**Raw data**
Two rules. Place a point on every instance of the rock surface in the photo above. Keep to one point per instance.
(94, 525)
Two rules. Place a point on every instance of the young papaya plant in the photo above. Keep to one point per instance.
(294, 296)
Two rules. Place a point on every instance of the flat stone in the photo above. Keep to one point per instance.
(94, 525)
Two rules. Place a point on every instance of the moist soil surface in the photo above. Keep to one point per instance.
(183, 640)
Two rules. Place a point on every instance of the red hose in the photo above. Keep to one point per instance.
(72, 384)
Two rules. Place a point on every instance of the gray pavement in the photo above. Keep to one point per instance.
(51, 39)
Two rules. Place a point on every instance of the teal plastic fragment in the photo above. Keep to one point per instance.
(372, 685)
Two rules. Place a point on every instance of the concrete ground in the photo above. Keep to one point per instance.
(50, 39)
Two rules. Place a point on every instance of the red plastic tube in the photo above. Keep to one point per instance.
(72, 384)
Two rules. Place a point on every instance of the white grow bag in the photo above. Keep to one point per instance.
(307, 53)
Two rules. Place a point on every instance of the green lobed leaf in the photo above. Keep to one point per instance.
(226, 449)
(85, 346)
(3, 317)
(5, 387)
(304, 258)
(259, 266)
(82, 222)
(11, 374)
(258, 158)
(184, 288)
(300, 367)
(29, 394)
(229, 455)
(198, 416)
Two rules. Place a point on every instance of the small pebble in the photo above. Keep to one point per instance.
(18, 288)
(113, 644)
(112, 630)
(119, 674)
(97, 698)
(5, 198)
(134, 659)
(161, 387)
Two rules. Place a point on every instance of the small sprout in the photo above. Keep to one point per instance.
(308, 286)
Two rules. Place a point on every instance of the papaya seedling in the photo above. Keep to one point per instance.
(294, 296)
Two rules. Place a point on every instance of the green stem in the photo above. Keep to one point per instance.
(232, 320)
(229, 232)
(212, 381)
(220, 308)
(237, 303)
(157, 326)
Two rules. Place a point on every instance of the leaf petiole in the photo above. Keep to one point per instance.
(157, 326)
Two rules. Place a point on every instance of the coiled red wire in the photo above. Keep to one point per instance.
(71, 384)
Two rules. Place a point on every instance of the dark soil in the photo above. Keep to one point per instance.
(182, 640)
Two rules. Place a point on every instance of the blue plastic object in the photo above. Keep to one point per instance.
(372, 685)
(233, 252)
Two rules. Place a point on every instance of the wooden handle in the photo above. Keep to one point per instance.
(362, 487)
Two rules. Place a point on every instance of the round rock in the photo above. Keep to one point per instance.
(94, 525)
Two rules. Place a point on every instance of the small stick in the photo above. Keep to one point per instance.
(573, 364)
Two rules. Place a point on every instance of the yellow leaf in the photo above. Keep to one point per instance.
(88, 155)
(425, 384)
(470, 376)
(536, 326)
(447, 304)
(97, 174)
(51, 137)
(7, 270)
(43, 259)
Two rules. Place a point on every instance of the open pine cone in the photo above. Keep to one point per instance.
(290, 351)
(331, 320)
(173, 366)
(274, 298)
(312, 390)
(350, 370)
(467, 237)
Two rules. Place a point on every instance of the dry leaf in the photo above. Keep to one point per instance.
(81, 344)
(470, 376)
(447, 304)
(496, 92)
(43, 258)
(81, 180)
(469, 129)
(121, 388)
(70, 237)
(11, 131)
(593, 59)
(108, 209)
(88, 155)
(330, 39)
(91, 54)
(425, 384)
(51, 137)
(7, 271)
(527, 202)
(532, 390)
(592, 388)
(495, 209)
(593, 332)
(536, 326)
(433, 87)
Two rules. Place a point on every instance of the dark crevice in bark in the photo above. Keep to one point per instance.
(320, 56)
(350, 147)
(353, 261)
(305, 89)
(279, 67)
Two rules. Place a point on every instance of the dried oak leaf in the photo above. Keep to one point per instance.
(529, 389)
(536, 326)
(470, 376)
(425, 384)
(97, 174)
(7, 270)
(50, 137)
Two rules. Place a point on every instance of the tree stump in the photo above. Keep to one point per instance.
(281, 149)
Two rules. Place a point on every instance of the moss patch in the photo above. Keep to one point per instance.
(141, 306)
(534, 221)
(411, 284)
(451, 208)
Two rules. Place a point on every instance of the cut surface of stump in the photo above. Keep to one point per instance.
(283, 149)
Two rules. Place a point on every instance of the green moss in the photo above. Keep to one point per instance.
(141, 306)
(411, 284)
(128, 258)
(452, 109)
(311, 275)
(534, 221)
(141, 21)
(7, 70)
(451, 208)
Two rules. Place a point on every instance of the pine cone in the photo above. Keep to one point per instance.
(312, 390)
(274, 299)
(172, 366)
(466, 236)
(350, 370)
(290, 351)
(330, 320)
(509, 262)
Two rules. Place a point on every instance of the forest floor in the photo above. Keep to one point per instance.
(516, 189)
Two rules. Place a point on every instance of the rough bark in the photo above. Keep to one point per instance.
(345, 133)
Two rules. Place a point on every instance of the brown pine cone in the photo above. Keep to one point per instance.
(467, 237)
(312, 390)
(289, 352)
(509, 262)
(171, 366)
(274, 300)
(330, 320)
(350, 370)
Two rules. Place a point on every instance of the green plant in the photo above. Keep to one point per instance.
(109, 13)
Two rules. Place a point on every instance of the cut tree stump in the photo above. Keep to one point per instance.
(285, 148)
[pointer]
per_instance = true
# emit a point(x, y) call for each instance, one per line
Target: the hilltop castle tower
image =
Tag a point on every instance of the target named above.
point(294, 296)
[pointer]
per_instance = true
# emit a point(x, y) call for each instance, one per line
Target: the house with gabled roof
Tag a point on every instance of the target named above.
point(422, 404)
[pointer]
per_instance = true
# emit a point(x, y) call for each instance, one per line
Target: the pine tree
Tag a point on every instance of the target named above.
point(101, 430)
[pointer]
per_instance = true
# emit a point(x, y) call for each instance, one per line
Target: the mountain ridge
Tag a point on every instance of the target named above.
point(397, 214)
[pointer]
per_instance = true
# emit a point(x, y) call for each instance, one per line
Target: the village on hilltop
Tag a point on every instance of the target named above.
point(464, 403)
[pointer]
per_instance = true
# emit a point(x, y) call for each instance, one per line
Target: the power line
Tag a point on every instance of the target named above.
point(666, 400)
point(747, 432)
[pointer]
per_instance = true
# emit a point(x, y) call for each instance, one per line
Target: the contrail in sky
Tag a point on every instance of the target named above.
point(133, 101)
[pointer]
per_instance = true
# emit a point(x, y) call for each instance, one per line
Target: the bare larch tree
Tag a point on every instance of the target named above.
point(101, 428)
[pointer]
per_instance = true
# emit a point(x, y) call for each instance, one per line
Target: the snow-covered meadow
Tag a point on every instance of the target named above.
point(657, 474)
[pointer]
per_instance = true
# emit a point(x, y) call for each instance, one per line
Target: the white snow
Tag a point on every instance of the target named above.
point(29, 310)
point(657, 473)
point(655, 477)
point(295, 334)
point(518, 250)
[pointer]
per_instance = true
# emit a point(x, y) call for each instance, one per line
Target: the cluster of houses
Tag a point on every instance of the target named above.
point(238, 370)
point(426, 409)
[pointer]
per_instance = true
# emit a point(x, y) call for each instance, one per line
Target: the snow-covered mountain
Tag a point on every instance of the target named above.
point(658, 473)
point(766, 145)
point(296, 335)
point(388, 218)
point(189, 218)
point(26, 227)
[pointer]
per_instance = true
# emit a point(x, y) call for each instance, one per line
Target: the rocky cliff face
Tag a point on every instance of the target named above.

**Objective**
Please set down all the data word for word.

**Response to the exercise**
Two rules. Place a point on every instance of the rock surface in the photo above. Keep to one point per instance.
(94, 525)
Two rules. Place a point on every instance of the young papaya plant in the photo above. Keep to one point per instance.
(294, 296)
Two rules. Place a point on every instance of the flat stone in the photo above. Keep to one point per instance.
(94, 525)
Two rules. Place a point on every instance of the moist soil surface in the photo above. Keep to one point per instance.
(183, 640)
Two rules. Place a point on every instance of the red hose in the photo above. Keep to one point per instance.
(72, 384)
Two rules. Place a point on every instance of the gray pavement in the photo above. Keep to one point per instance.
(51, 39)
Two rules. Place a point on every instance of the teal plastic fragment in the photo above. Keep to one point per instance.
(372, 685)
Two rules. Place a point on every instance of the concrete ground in the photo above. Keep to one point per instance.
(50, 39)
Two rules. Place a point on every instance of the red plastic tube in the photo above. Keep to one point per instance.
(72, 384)
Two rules. Place a point on every instance of the white grow bag in the photo above. Keep to one point per instance.
(307, 53)
Two rules. Place a point on every instance of the green lobed leaf in the photo above. Keep to one point per instance.
(226, 449)
(85, 346)
(3, 317)
(5, 387)
(304, 258)
(259, 266)
(82, 222)
(11, 374)
(258, 158)
(184, 288)
(300, 367)
(29, 394)
(229, 455)
(198, 416)
Two rules. Place a point on every instance of the small pebble in the photo above. Keep to one point per instance.
(18, 288)
(113, 644)
(112, 630)
(119, 674)
(97, 698)
(5, 198)
(134, 659)
(161, 387)
Two rules. Place a point on every instance of the small sprout in the photo above. Keep to one point per instance.
(308, 286)
Two rules. Place a point on every instance of the papaya seedling in the photo above. Keep to one point per instance.
(294, 296)
Two rules. Place a point on every instance of the green stem in the photo above. Keep to one point per instance.
(232, 320)
(229, 232)
(212, 381)
(220, 308)
(237, 303)
(157, 326)
Two rules. Place a point on every instance of the leaf petiole in the photo above. Keep to one point per instance.
(157, 326)
Two rules. Place a point on every instance of the coiled red wire in the photo above. Keep to one point per instance.
(71, 384)
Two rules. Place a point on every instance of the dark soil in the photo above. Keep to one point per instance.
(182, 640)
Two rules. Place a point on every instance of the blue plastic object in the photo above. Keep to one point per instance.
(372, 685)
(233, 252)
Two rules. Place a point on every instance of the wooden handle in the photo above. Keep to one point per instance.
(362, 487)
Two rules. Place a point on every instance of the round rock in the photo above. Keep to one point per instance.
(94, 525)
Two rules. Place a point on every instance of the small stick in the photo above. Keep to one point per instance.
(573, 364)
Two rules. Place a point on every instance of the yellow leaf in the photo above. Keep to one point per instance.
(88, 155)
(425, 384)
(470, 376)
(536, 326)
(447, 304)
(97, 174)
(51, 137)
(7, 270)
(43, 259)
Two rules. Place a point on every instance of the open pine cone in the photo above. Keep to one point per instance.
(290, 351)
(331, 320)
(173, 366)
(274, 298)
(312, 390)
(350, 370)
(467, 237)
Two rules. Place a point on every instance of the dry leaf in the photo above. Keep to one point per instance.
(81, 344)
(470, 376)
(447, 304)
(496, 92)
(43, 258)
(81, 180)
(469, 129)
(121, 388)
(70, 237)
(11, 131)
(593, 59)
(108, 209)
(88, 155)
(330, 39)
(91, 54)
(425, 384)
(51, 137)
(7, 271)
(527, 202)
(532, 390)
(592, 388)
(495, 209)
(593, 332)
(536, 326)
(433, 87)
Two rules. Place a point on every instance of the dark crevice in bark in the photo above. Keep to one point per instance.
(320, 56)
(350, 147)
(353, 261)
(305, 89)
(279, 67)
Two rules. Place a point on every instance of the dried oak leaf in the photo above. Keep to one point per instance.
(529, 389)
(536, 326)
(470, 376)
(425, 384)
(97, 174)
(7, 270)
(50, 137)
Two rules. Place a point on every instance of the tree stump in the photo above. Keep to one point per instance.
(281, 149)
Two rules. Place a point on every instance of the moss patch in the photo above. Keep to one point per instance.
(141, 306)
(534, 221)
(411, 284)
(451, 208)
Two rules. Place a point on every instance of the cut surface of stump in the photo above. Keep to one point per instance.
(283, 149)
Two rules. Place a point on every instance of the green moss in the photo above. Keep to one point per instance.
(141, 306)
(411, 284)
(128, 258)
(452, 109)
(311, 275)
(534, 221)
(141, 21)
(7, 70)
(451, 208)
Two rules. Place a point on every instance of the pine cone in the photo above. Keep to one point per instance.
(312, 390)
(274, 299)
(172, 366)
(466, 236)
(350, 370)
(290, 351)
(330, 320)
(509, 262)
Two rules. Place a point on every instance of the forest floor in the photo above. Keep to one point per instance.
(516, 189)
Two rules. Place a point on every instance of the rough bark in the photo above. Keep to one point per instance.
(345, 133)
Two rules. Place a point on every instance of the brown pine cone in the photo above. Keep to one point per instance.
(467, 237)
(312, 390)
(289, 352)
(509, 262)
(171, 366)
(274, 300)
(330, 320)
(350, 370)
Two rules. Place a point on every instance of the green plant in the photo above. Keep to one point per instance.
(109, 13)
Two rules. Place a point on every instance of the cut tree stump in the photo above. Keep to one point per instance.
(285, 148)
[pointer]
per_instance = true
# emit a point(x, y) call for each instance, one per line
Target: the hilltop castle tower
image =
Tag a point on every instance of the target named above.
point(294, 296)
[pointer]
per_instance = true
# emit a point(x, y) call for each instance, one per line
Target: the house with gabled roof
Tag a point on every instance of the target named above.
point(422, 404)
[pointer]
per_instance = true
# emit a point(x, y) call for each instance, one per line
Target: the pine tree
Tag a point on every instance of the target named above.
point(101, 430)
[pointer]
per_instance = true
# emit a point(x, y) call for each instance, one per line
Target: the mountain ridge
Tag a point on every instance of the target named above.
point(397, 214)
[pointer]
per_instance = true
# emit a point(x, y) call for each instance, one per line
Target: the village on hilltop
Tag a point on every instance of the target named above.
point(464, 403)
[pointer]
per_instance = true
# emit a point(x, y) call for each instance, one per line
Target: the power line
Tag a point on every instance of the target named above.
point(666, 400)
point(747, 432)
[pointer]
per_instance = true
# emit a point(x, y) call for each instance, one per line
Target: the contrail in sky
Tag a point on every instance of the target named above.
point(133, 101)
[pointer]
per_instance = true
# emit a point(x, y) call for each instance, one per line
Target: the bare larch tree
Tag a point on every instance of the target named above.
point(101, 428)
[pointer]
per_instance = true
# emit a point(x, y) call for each instance, one per line
Target: the snow-covered meadow
Tag a point on every instance of the target named above.
point(657, 474)
[pointer]
per_instance = true
# emit a point(x, y) call for each instance, one per line
Target: the white snow
Tag a point on every instance of the target named above.
point(29, 310)
point(657, 473)
point(655, 477)
point(295, 334)
point(518, 250)
[pointer]
per_instance = true
# emit a point(x, y) call for each instance, one per line
Target: the cluster of houses
Tag a point on every instance of the target named above.
point(238, 370)
point(426, 409)
[pointer]
per_instance = true
# emit a point(x, y) call for each instance, one per line
Target: the snow-covered mountain
Tag a point on every instance of the target named above.
point(658, 473)
point(766, 145)
point(296, 335)
point(388, 218)
point(189, 218)
point(26, 227)
[pointer]
per_instance = true
# emit a point(x, y) call for each instance, one per line
Target: the rocky cliff face
Tag a point on every instance of the target named above.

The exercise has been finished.